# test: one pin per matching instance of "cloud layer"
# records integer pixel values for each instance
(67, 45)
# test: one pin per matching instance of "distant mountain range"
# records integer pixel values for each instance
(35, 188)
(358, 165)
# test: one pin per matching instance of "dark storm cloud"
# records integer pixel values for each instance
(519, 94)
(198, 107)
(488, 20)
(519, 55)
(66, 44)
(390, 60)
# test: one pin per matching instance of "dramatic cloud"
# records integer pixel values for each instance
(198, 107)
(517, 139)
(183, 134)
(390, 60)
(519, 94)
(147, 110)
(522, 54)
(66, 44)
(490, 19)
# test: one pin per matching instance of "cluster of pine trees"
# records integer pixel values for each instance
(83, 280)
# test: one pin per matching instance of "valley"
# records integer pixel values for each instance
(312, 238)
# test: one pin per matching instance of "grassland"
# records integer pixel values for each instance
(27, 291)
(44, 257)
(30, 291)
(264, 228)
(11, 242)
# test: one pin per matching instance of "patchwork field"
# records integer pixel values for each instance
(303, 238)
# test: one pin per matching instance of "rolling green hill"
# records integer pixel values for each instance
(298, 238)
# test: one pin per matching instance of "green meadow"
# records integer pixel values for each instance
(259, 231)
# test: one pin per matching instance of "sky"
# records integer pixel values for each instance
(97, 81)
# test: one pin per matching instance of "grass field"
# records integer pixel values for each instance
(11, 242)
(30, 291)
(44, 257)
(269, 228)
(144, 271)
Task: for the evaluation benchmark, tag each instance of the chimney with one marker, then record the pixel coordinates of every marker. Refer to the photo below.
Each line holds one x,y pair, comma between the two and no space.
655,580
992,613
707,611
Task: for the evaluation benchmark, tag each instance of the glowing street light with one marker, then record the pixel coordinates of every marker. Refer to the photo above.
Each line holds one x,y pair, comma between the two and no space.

> [TASK DIRECTIONS]: Can you write out every line of the data above, character for character, with nothing changed or left out?

> [ANSWER TO THIS PROBLEM]:
# test: one pin per matching instance of "cloud layer"
# records integer pixel values for each instance
(67, 45)
# test: one pin per matching instance of "distant mountain range"
# records integer pixel values for each instance
(35, 188)
(358, 165)
# test: one pin per matching instance of "dark storm cloud"
# records integer pixel values for each instance
(519, 94)
(198, 107)
(488, 20)
(519, 55)
(66, 44)
(390, 60)
# test: one pin per matching instance of "dramatic cloud"
# records integer pixel values for each instance
(198, 107)
(517, 139)
(183, 134)
(390, 60)
(519, 94)
(147, 110)
(522, 54)
(66, 44)
(490, 19)
# test: one pin per matching instance of "cluster of pine trees"
# records integer pixel values for each instance
(83, 280)
# test: one pin per matching instance of "valley"
# records integer pixel values for each instance
(312, 238)
# test: one pin per matching instance of "grassland"
# records integer pixel values for each instance
(27, 291)
(44, 257)
(30, 291)
(264, 228)
(11, 242)
# test: one pin per matching instance of "patchwork field"
# records integer pixel values for each instance
(303, 238)
# test: one pin per matching instance of "rolling green hill"
# records integer pixel values for each instance
(298, 238)
# test: one pin per matching instance of "green meadow"
# records integer pixel values for each instance
(259, 231)
# test: one pin per matching instance of "sky"
# records integer pixel values for each instance
(97, 81)
# test: one pin per matching instance of "grass field"
# records integer pixel values for each instance
(11, 242)
(30, 291)
(44, 257)
(269, 228)
(144, 271)
Task: for the evaluation benchmark, tag each instance of the chimney with one marker, then record the pixel coordinates of every marker. Refer to the photo below.
Each line holds one x,y pair, comma between the two and no space.
655,580
992,613
707,611
Task: for the evaluation benchmark, tag each instance of the glowing street light with one marker, then record the pixel coordinates of every marker. Refer to the photo above.
Each line holds one x,y pair, comma between the two and no space.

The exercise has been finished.